BEGIN Exercise materials

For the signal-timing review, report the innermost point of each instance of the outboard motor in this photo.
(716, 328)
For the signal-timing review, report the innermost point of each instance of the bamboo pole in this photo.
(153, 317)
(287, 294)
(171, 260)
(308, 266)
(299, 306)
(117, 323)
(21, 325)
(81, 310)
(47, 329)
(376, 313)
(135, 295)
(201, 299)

END Exercise materials

- Exercise description
Copy every line above verbatim, keeping each character and number unchanged.

- Response
For the signal-timing review, report the innermost point of each instance of the outboard motor in this photo.
(716, 328)
For the signal-timing review, report the innermost point of each instance of the bamboo pole in this photo.
(153, 317)
(287, 294)
(171, 260)
(308, 266)
(299, 306)
(117, 323)
(21, 325)
(81, 310)
(47, 329)
(376, 313)
(135, 295)
(201, 299)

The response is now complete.